WORK REQUEST A>
List every option the critique about Beth gives for what the writer should have had her do while waiting for Joe.
WORK REQUEST B>
From the critique about Beth, set down the passage starting with "Let’s break down" and going on through "We Fix This?".
WORK REQUEST C>
In the critique about Beth, which option did the writer actually choose?

EXTRACT PROVIDED>
↓↓↓
Let’s break down what we know about Beth and list some possible directions the writer should have taken.
1. Beth has discovered a valuable clue, has called Joe, and is waiting on him to arrive. The writer should have Beth:
a. Leave the house to pick vegetables in the dark for tomorrow’s lunch
b. review her work, double checking for errors
c. pace nervously while waiting on Joe to arrive
d. investigate a noise at the back of the house to find the bad guys have come for her
As a reader, I feel b, c, d, or even a combination of these would have made the character more believable. The writer chose option a and proceeded to explain her disappearance in retrospect after Joe has already confronted the enemy. There was no justification on her part to explain why she would leave - and in this, the writer failed in creating and maintaining a believable character.
How Do We Fix This?
↑↑↑
ENTRIES PROVIDED>
↓↓↓
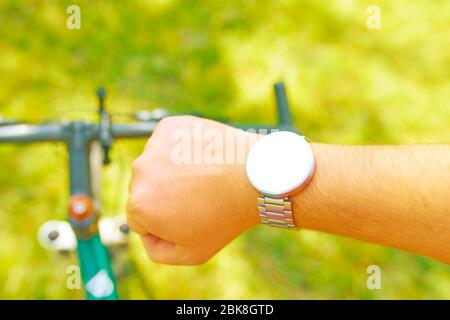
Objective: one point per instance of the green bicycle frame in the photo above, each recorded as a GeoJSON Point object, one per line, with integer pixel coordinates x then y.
{"type": "Point", "coordinates": [94, 259]}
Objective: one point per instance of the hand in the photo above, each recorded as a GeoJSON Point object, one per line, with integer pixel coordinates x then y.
{"type": "Point", "coordinates": [186, 212]}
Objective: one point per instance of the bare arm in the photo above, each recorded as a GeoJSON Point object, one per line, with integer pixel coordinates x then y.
{"type": "Point", "coordinates": [397, 196]}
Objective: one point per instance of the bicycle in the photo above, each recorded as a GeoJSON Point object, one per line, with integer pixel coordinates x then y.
{"type": "Point", "coordinates": [85, 231]}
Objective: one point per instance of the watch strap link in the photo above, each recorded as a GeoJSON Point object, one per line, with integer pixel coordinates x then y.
{"type": "Point", "coordinates": [276, 212]}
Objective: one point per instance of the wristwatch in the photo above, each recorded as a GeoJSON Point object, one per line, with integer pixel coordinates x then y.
{"type": "Point", "coordinates": [279, 165]}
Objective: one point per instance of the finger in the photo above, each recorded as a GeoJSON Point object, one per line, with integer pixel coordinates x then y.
{"type": "Point", "coordinates": [163, 251]}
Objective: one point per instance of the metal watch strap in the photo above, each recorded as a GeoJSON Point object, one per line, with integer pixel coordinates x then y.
{"type": "Point", "coordinates": [276, 212]}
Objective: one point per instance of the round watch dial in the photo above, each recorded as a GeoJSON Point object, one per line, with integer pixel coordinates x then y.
{"type": "Point", "coordinates": [280, 164]}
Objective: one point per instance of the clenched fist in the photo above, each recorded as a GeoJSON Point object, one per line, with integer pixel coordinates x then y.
{"type": "Point", "coordinates": [189, 195]}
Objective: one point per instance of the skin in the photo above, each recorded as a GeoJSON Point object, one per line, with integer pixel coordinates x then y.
{"type": "Point", "coordinates": [396, 196]}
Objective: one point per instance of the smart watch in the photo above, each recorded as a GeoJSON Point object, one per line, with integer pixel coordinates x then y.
{"type": "Point", "coordinates": [279, 165]}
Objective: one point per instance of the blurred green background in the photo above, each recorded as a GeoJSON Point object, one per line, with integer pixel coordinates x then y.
{"type": "Point", "coordinates": [346, 83]}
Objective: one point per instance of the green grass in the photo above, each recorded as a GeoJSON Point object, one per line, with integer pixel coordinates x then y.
{"type": "Point", "coordinates": [346, 83]}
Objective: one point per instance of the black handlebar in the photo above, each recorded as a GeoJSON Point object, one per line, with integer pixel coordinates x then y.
{"type": "Point", "coordinates": [105, 131]}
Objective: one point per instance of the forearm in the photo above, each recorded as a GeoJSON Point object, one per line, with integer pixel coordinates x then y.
{"type": "Point", "coordinates": [397, 196]}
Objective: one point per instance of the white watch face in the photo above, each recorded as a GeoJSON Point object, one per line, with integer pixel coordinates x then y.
{"type": "Point", "coordinates": [280, 163]}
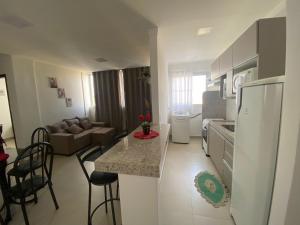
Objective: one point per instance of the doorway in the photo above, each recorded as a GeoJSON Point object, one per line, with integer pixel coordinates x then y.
{"type": "Point", "coordinates": [5, 115]}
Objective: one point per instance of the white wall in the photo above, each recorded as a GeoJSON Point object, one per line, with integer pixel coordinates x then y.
{"type": "Point", "coordinates": [196, 67]}
{"type": "Point", "coordinates": [7, 69]}
{"type": "Point", "coordinates": [24, 86]}
{"type": "Point", "coordinates": [154, 75]}
{"type": "Point", "coordinates": [5, 119]}
{"type": "Point", "coordinates": [159, 78]}
{"type": "Point", "coordinates": [289, 137]}
{"type": "Point", "coordinates": [52, 108]}
{"type": "Point", "coordinates": [230, 109]}
{"type": "Point", "coordinates": [163, 82]}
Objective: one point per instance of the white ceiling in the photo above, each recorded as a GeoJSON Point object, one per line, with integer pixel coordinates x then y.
{"type": "Point", "coordinates": [74, 32]}
{"type": "Point", "coordinates": [179, 20]}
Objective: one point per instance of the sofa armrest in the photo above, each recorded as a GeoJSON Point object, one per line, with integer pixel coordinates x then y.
{"type": "Point", "coordinates": [100, 124]}
{"type": "Point", "coordinates": [62, 143]}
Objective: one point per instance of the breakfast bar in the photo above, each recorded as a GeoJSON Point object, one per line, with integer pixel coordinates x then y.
{"type": "Point", "coordinates": [139, 164]}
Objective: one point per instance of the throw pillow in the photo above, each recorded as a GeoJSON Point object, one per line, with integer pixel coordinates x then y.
{"type": "Point", "coordinates": [74, 129]}
{"type": "Point", "coordinates": [70, 122]}
{"type": "Point", "coordinates": [64, 125]}
{"type": "Point", "coordinates": [56, 128]}
{"type": "Point", "coordinates": [86, 124]}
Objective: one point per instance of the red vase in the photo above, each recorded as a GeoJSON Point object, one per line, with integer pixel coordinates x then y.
{"type": "Point", "coordinates": [146, 129]}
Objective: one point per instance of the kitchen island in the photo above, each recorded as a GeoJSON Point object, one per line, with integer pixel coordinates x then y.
{"type": "Point", "coordinates": [139, 164]}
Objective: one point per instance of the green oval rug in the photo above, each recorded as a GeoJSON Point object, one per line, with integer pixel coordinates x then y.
{"type": "Point", "coordinates": [211, 189]}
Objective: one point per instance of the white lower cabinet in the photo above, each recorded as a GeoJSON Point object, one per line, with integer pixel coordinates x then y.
{"type": "Point", "coordinates": [221, 154]}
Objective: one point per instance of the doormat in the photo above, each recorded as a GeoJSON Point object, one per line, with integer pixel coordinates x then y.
{"type": "Point", "coordinates": [211, 189]}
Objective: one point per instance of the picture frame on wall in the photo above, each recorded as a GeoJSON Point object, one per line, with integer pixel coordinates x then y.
{"type": "Point", "coordinates": [52, 82]}
{"type": "Point", "coordinates": [68, 102]}
{"type": "Point", "coordinates": [61, 93]}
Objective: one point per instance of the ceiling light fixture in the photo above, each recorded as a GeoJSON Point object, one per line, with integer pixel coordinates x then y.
{"type": "Point", "coordinates": [204, 30]}
{"type": "Point", "coordinates": [100, 59]}
{"type": "Point", "coordinates": [15, 21]}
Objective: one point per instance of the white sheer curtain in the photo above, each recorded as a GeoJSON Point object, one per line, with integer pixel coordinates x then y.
{"type": "Point", "coordinates": [181, 92]}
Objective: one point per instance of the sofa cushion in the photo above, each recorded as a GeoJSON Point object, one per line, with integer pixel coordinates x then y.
{"type": "Point", "coordinates": [58, 127]}
{"type": "Point", "coordinates": [70, 122]}
{"type": "Point", "coordinates": [74, 129]}
{"type": "Point", "coordinates": [85, 123]}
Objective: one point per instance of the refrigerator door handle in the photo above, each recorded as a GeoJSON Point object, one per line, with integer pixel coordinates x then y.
{"type": "Point", "coordinates": [239, 99]}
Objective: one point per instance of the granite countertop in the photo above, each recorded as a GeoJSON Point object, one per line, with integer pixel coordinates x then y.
{"type": "Point", "coordinates": [133, 156]}
{"type": "Point", "coordinates": [217, 124]}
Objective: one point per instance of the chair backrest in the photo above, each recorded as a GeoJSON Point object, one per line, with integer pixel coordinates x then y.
{"type": "Point", "coordinates": [83, 157]}
{"type": "Point", "coordinates": [39, 158]}
{"type": "Point", "coordinates": [40, 134]}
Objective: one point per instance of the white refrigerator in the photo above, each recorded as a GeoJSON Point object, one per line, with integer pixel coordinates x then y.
↑↑↑
WORKED SOLUTION A>
a. Leave the house to pick vegetables in the dark for tomorrow's lunch
b. review her work, double checking for errors
c. pace nervously while waiting on Joe to arrive
d. investigate a noise at the back of the house to find the bad guys have come for her

WORKED SOLUTION B>
Let’s break down what we know about Beth and list some possible directions the writer should have taken.
1. Beth has discovered a valuable clue, has called Joe, and is waiting on him to arrive. The writer should have Beth:
a. Leave the house to pick vegetables in the dark for tomorrow’s lunch
b. review her work, double checking for errors
c. pace nervously while waiting on Joe to arrive
d. investigate a noise at the back of the house to find the bad guys have come for her
As a reader, I feel b, c, d, or even a combination of these would have made the character more believable. The writer chose option a and proceeded to explain her disappearance in retrospect after Joe has already confronted the enemy. There was no justification on her part to explain why she would leave - and in this, the writer failed in creating and maintaining a believable character.
How Do We Fix This?

WORKED SOLUTION C>
Option a: having Beth leave the house to pick vegetables in the dark for tomorrow's lunch.